● **TASK BRIEF**: So that nothing is lost, transcribe each line of the records exactly.

START DATA IN THIS EXERCISE

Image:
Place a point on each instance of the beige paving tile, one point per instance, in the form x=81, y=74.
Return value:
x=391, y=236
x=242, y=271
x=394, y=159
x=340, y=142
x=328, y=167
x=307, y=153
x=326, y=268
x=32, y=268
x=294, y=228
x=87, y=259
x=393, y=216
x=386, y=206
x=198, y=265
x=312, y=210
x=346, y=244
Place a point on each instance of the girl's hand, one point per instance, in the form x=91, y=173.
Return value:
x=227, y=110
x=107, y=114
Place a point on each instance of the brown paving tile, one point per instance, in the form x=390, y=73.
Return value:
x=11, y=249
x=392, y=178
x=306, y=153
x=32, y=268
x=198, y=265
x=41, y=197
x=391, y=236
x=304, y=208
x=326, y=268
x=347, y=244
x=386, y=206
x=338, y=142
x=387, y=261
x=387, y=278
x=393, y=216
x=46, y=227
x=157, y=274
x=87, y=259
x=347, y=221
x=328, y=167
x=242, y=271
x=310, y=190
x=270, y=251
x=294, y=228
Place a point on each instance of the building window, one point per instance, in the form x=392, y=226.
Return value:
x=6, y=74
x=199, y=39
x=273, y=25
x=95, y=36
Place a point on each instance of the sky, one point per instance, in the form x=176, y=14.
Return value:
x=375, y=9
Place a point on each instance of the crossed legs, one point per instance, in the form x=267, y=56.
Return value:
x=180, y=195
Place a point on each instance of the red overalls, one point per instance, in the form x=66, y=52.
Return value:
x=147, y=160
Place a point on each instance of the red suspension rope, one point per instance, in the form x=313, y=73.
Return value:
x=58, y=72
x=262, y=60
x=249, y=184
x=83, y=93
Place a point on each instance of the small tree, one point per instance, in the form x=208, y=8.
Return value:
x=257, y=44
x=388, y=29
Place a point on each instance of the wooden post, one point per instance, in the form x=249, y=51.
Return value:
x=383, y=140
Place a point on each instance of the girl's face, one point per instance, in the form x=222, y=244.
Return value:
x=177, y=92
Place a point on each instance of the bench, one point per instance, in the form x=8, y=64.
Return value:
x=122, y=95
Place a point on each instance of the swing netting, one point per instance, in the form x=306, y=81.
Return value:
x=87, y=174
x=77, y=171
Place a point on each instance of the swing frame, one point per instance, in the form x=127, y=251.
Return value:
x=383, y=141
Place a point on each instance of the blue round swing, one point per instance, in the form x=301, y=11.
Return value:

END DATA IN THIS EXERCISE

● **YOUR RESPONSE**:
Image:
Place a point on each instance of the beige paving tile, one point per instance, in the form x=81, y=74.
Return value:
x=391, y=236
x=242, y=271
x=394, y=159
x=340, y=142
x=328, y=167
x=307, y=153
x=326, y=268
x=32, y=268
x=294, y=228
x=87, y=259
x=393, y=216
x=386, y=206
x=198, y=265
x=312, y=210
x=346, y=244
Place a point on each instance of the girl's hand, one point per instance, in the form x=91, y=173.
Return value:
x=227, y=110
x=107, y=114
Place a point on each instance of the brown paving tile, one point per instance, in the form x=390, y=73.
Return value:
x=11, y=249
x=392, y=178
x=306, y=153
x=32, y=268
x=198, y=265
x=41, y=197
x=391, y=236
x=304, y=208
x=326, y=268
x=347, y=244
x=386, y=206
x=338, y=142
x=387, y=261
x=387, y=278
x=393, y=216
x=46, y=227
x=157, y=274
x=87, y=259
x=347, y=221
x=328, y=167
x=242, y=271
x=310, y=190
x=270, y=251
x=294, y=228
Place a point on each instance of the building window, one point per instance, in the form x=392, y=226.
Return value:
x=6, y=74
x=199, y=39
x=273, y=25
x=95, y=36
Place a point on each instance of the sky, one point per instance, in the form x=176, y=14.
Return value:
x=375, y=9
Place a point on each instance of the crossed legs, one point per instance, in the form x=267, y=56.
Return value:
x=180, y=195
Place a point on each instance of the red overalls, one point per instance, in the form x=66, y=52.
Return value:
x=147, y=160
Place a point on each instance of the red suspension rope, one point per instance, in the form x=313, y=73.
Return value:
x=58, y=72
x=262, y=60
x=249, y=184
x=83, y=93
Place a point on each instance of the small tree, one point per instance, in the form x=208, y=8.
Return value:
x=257, y=44
x=388, y=29
Place a point on each instance of the wooden post, one point per instance, in the form x=249, y=51.
Return value:
x=383, y=140
Place a point on each instance of the girl's face, one point per instance, in the form x=222, y=244.
Return value:
x=177, y=92
Place a point on each instance of the bench, one point per instance, in the form x=8, y=64.
Return value:
x=122, y=95
Place a point on each instance of the swing netting, one point per instance, in the form x=306, y=81.
Return value:
x=87, y=174
x=77, y=171
Place a point on each instance of the swing frame, one point per instance, in the form x=127, y=251.
Return value:
x=383, y=141
Place a point on each instance of the blue round swing, one point per instance, in the form x=301, y=11.
Return value:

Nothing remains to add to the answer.